===== Task data

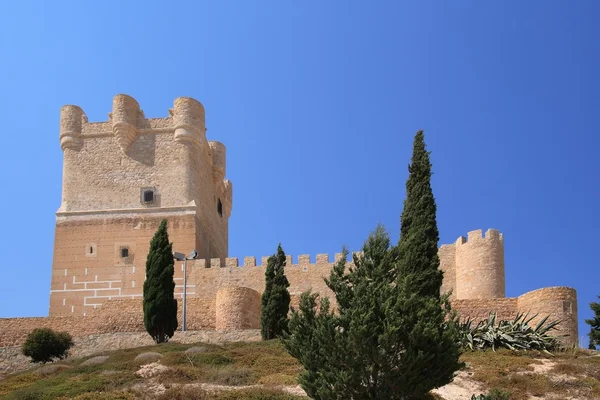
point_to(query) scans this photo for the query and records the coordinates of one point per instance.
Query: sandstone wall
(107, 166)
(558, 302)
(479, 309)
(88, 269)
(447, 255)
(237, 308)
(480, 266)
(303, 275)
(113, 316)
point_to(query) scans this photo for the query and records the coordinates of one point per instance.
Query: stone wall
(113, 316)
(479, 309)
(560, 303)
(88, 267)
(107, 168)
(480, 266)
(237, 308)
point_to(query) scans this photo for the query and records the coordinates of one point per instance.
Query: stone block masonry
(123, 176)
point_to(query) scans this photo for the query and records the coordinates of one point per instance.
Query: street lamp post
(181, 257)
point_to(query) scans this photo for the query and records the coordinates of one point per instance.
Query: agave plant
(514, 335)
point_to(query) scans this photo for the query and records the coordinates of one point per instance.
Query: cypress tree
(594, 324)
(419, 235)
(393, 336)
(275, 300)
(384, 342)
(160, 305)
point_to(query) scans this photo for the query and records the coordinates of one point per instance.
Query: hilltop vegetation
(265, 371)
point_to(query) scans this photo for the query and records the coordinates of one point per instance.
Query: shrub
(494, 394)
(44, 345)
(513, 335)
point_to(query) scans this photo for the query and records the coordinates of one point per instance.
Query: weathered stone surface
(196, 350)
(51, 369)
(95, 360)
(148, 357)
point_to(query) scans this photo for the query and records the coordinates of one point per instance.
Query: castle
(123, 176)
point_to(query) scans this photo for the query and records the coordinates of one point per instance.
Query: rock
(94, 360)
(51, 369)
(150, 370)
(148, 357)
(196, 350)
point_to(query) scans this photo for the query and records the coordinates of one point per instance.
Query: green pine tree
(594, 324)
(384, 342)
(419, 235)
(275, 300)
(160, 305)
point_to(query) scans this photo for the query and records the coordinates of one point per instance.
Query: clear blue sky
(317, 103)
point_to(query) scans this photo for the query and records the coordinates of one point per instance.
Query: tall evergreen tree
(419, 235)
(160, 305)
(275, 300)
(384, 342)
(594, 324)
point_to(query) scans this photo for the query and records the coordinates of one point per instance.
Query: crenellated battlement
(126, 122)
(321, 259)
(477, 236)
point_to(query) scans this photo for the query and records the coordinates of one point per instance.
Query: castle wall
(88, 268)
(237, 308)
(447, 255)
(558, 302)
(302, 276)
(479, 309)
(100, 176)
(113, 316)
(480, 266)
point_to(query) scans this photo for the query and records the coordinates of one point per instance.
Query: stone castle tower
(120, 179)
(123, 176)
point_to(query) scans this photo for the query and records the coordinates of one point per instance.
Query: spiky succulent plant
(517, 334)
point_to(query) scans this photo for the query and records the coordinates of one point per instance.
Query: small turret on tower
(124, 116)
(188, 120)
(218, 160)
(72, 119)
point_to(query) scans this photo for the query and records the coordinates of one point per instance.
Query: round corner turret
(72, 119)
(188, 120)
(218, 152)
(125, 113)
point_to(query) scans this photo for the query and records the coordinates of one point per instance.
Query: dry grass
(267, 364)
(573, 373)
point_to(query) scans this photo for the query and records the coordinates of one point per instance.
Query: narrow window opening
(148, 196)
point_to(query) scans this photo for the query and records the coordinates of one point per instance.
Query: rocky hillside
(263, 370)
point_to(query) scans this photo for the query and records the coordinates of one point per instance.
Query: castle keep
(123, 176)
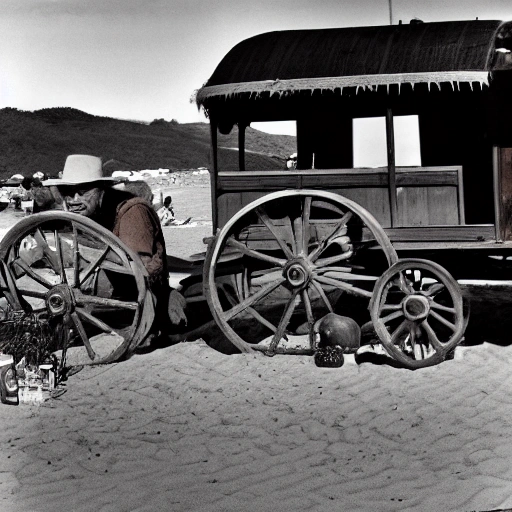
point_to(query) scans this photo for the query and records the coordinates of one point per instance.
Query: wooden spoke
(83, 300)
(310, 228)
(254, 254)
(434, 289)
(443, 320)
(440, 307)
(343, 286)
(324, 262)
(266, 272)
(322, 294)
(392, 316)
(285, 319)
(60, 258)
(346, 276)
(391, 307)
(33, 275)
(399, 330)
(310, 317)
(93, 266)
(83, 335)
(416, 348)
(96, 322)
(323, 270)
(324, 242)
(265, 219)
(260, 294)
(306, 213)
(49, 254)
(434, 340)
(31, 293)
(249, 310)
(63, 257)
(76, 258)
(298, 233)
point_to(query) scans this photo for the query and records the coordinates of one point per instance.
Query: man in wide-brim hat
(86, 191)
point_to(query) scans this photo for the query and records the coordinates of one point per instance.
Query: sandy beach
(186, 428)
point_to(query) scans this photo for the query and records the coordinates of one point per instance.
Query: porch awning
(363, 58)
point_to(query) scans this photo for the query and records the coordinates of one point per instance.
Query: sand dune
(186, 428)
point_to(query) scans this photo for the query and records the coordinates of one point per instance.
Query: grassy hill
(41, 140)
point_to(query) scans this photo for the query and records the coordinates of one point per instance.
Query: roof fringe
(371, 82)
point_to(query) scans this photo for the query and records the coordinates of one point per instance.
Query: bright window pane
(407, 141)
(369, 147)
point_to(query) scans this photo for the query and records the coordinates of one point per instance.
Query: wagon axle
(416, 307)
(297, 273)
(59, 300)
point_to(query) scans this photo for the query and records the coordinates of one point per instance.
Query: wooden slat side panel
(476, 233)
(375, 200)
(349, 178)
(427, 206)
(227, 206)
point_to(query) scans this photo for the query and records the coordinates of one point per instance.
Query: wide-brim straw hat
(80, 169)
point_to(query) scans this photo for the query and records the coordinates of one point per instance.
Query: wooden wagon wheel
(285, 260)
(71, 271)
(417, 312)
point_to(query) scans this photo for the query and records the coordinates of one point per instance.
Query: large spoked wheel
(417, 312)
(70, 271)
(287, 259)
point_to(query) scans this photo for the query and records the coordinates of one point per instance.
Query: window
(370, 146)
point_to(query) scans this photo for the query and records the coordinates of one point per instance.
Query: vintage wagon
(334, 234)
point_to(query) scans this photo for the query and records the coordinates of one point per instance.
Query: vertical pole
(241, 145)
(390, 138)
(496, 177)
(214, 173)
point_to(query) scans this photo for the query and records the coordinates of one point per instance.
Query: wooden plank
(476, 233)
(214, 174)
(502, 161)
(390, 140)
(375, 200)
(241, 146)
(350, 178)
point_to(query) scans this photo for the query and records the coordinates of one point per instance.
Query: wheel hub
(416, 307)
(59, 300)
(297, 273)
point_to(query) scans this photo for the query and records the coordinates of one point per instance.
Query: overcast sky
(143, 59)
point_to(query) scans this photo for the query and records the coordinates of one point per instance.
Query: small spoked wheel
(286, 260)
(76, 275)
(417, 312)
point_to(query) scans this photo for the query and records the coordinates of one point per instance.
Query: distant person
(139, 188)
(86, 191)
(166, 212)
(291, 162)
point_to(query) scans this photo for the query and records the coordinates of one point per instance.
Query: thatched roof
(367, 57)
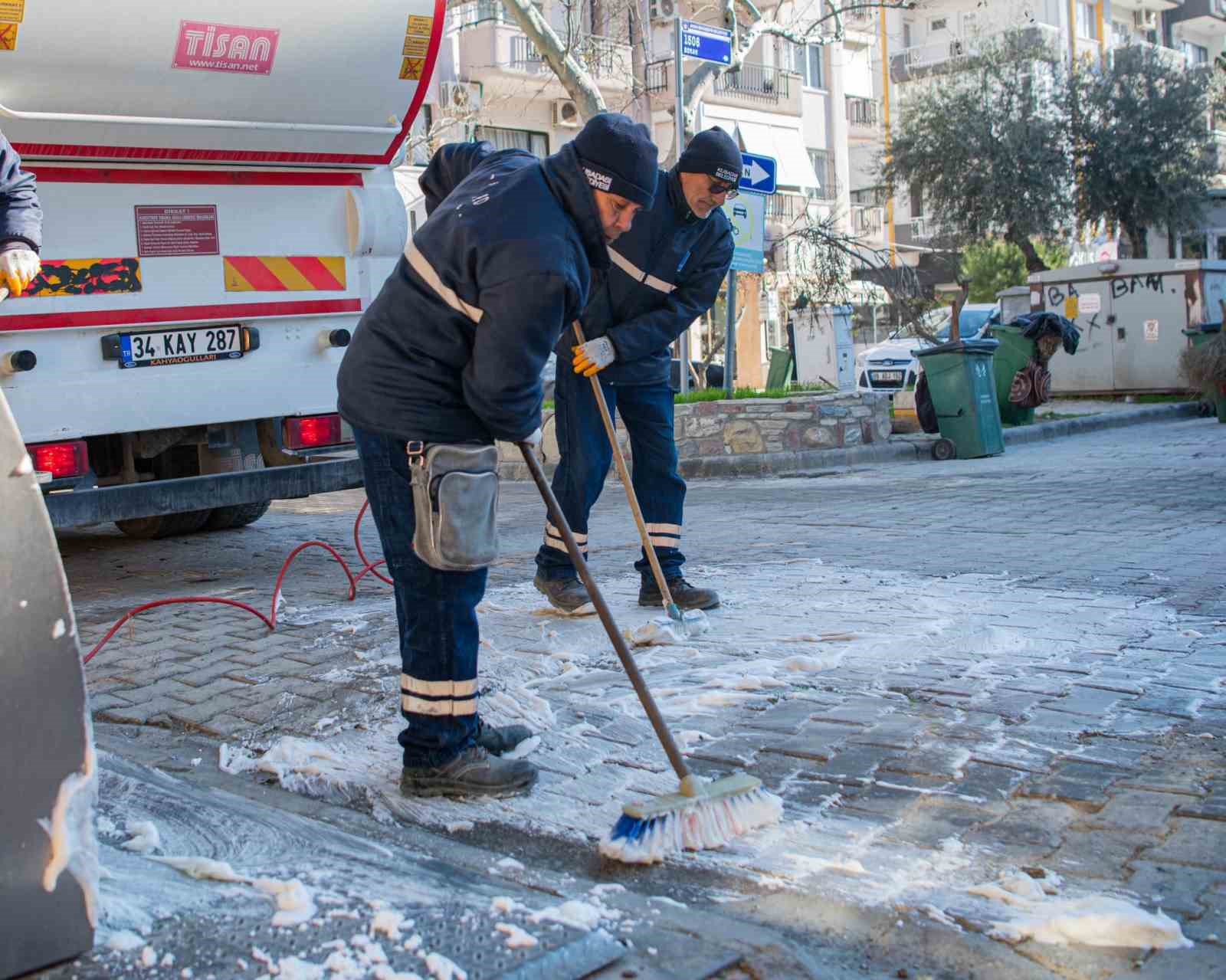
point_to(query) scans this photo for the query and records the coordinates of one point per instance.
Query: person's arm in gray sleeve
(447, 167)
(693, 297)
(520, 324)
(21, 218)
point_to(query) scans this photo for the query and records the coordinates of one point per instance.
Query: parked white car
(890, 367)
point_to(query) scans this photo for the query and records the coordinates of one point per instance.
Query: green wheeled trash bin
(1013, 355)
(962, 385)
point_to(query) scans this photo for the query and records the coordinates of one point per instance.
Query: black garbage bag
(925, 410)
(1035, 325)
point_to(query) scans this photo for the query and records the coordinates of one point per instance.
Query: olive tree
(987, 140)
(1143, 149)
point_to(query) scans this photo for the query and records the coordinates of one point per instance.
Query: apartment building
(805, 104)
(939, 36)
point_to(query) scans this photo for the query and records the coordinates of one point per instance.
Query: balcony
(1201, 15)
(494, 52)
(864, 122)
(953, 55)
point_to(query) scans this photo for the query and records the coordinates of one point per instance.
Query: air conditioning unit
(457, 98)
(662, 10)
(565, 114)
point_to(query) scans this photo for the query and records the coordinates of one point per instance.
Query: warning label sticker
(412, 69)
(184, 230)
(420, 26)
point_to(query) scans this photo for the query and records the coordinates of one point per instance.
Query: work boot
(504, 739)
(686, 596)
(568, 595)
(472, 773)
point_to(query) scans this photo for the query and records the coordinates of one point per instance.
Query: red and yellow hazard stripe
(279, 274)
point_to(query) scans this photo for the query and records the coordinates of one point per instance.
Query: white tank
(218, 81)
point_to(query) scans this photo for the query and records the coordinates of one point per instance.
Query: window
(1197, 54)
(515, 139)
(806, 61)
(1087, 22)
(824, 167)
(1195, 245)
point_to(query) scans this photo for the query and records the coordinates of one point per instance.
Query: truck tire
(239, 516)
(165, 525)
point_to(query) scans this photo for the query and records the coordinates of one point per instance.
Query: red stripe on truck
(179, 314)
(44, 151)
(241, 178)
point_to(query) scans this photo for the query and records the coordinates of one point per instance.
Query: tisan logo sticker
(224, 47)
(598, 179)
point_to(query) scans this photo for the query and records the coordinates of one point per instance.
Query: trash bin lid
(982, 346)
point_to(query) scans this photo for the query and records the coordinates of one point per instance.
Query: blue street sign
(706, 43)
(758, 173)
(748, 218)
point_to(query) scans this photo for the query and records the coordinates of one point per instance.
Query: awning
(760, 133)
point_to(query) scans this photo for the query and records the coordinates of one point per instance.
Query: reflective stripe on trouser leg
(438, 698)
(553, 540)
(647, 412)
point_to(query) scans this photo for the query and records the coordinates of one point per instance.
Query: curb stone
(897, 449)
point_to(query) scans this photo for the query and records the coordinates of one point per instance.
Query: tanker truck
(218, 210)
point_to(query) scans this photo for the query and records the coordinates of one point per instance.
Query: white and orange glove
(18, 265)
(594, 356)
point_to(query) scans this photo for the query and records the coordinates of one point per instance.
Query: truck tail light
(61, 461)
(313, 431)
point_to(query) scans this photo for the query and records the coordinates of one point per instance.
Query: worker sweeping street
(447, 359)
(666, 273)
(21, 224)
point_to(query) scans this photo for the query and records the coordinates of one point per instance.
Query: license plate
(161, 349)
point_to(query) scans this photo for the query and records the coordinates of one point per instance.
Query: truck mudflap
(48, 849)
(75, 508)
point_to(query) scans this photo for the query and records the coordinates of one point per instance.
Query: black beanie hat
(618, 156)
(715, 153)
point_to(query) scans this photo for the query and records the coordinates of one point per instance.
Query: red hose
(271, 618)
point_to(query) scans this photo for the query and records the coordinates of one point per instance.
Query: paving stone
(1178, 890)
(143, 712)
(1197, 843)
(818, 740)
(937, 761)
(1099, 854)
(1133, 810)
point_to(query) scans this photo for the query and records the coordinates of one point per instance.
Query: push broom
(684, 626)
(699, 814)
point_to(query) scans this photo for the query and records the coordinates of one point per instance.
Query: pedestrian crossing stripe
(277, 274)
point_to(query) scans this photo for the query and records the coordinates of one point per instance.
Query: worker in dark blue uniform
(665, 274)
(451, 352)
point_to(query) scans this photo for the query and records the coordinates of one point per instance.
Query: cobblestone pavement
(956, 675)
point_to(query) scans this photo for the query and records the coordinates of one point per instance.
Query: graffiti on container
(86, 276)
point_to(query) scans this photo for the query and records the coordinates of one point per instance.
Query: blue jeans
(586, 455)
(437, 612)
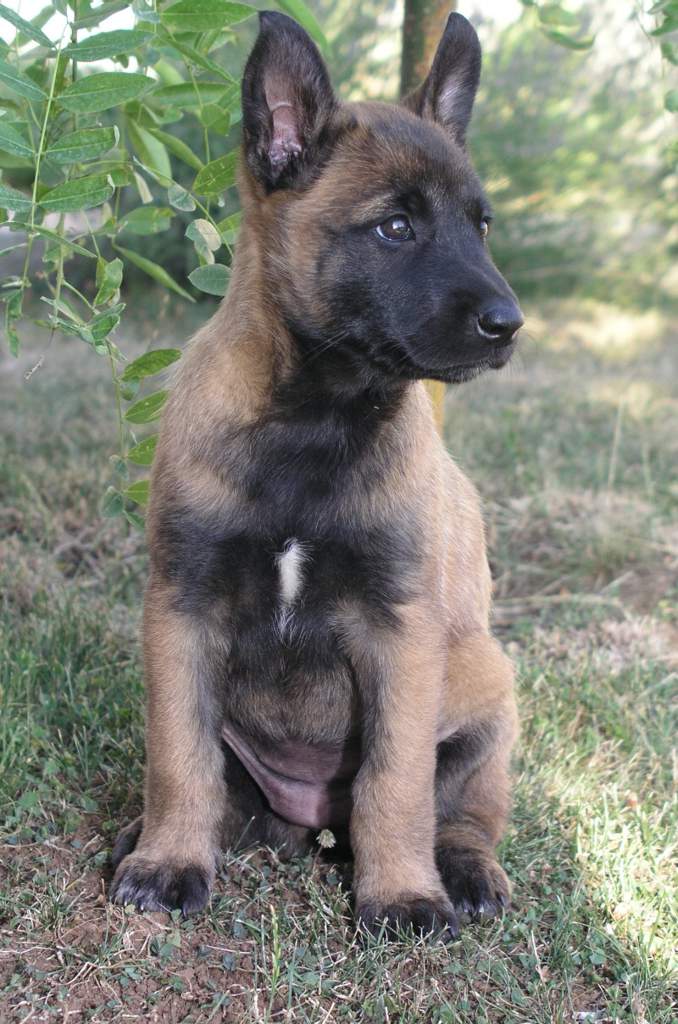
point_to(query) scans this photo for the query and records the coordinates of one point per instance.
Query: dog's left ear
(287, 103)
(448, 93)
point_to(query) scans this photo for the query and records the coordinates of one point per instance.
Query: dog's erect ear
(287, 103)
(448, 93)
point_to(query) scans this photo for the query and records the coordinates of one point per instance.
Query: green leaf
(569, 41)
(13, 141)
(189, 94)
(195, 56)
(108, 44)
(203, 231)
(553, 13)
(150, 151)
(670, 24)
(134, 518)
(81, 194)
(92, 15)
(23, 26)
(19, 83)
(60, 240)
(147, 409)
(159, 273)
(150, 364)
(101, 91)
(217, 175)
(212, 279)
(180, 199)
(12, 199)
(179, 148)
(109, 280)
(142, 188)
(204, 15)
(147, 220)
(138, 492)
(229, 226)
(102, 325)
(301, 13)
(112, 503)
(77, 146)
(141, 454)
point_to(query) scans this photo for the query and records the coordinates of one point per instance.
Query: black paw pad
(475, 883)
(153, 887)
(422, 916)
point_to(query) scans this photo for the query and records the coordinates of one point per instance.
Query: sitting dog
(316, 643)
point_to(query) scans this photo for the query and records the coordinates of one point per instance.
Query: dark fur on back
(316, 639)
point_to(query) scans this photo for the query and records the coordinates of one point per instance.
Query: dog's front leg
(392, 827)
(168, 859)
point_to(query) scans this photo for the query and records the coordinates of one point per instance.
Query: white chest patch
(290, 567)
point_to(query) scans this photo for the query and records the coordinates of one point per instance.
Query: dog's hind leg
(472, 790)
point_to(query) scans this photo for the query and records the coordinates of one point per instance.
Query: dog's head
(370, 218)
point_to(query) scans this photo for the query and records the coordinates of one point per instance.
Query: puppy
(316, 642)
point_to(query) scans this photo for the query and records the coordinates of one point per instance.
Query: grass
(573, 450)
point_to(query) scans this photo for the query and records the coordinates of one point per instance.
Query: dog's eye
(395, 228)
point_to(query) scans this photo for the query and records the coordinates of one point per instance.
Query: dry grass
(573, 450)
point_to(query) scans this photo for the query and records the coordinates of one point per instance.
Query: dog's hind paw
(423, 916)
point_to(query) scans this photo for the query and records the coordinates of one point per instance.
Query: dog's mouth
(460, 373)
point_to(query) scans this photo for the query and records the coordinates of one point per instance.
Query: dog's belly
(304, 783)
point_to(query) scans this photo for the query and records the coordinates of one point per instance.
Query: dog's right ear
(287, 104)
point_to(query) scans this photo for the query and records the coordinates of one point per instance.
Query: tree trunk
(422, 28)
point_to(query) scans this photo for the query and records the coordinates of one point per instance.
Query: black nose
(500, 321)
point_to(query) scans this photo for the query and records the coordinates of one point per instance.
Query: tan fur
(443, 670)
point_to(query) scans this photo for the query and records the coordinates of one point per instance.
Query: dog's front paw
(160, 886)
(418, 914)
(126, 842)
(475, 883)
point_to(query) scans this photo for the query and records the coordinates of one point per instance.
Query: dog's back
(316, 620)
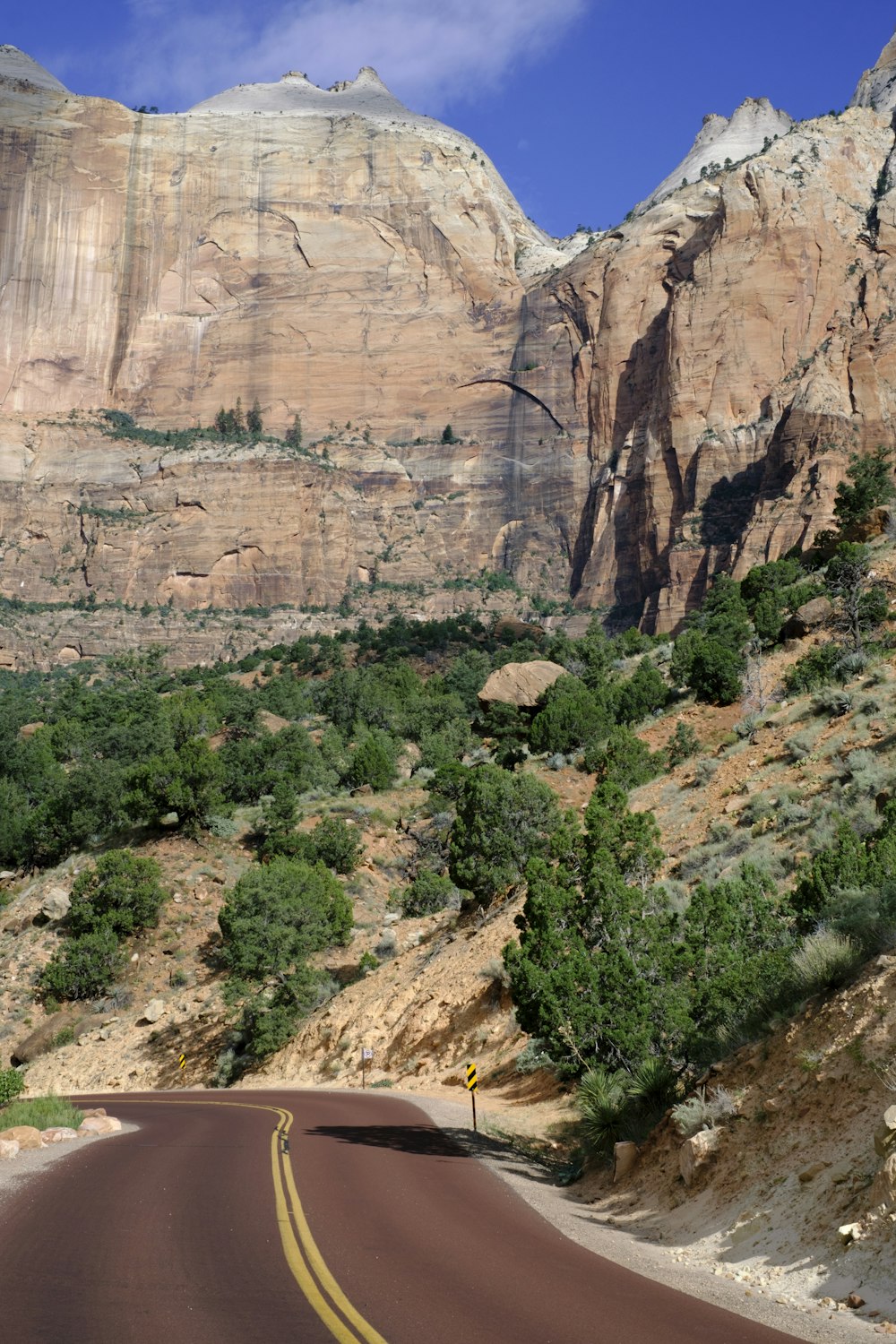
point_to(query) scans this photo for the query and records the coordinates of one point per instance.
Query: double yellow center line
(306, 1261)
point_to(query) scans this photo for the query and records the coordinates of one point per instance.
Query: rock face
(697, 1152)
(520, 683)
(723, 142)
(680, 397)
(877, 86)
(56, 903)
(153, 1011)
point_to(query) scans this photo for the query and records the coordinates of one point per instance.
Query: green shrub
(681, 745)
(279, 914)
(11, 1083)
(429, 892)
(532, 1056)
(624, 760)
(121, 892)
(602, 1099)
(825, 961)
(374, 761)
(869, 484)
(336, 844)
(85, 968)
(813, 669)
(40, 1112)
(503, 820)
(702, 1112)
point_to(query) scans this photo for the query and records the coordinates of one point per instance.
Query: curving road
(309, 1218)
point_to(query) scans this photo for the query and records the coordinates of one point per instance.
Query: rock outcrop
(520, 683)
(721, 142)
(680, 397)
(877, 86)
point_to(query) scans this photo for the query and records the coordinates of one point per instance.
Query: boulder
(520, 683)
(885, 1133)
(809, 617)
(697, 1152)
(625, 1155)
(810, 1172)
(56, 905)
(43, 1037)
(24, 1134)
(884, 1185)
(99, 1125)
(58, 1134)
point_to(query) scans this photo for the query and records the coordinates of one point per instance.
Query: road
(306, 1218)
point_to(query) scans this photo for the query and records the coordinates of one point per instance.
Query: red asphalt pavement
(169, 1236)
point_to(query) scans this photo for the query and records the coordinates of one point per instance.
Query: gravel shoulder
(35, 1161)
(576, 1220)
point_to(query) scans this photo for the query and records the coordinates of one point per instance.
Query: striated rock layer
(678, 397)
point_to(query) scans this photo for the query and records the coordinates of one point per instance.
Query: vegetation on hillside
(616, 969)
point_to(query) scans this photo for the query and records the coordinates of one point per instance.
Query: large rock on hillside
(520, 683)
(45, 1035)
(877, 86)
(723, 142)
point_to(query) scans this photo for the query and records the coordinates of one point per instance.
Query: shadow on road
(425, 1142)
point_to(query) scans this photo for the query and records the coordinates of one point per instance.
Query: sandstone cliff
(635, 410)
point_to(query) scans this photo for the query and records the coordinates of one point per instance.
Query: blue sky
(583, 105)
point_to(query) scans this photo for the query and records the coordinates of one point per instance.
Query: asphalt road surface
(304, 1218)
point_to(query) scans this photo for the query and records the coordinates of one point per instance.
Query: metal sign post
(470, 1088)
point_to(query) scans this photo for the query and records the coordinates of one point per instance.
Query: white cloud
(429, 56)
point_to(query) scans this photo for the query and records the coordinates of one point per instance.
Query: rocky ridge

==========

Return each line in the records above that contains the word "vegetation", copied in full. Matching is case-sensitive.

Query: hilltop vegetation
Query: vegetation on hillside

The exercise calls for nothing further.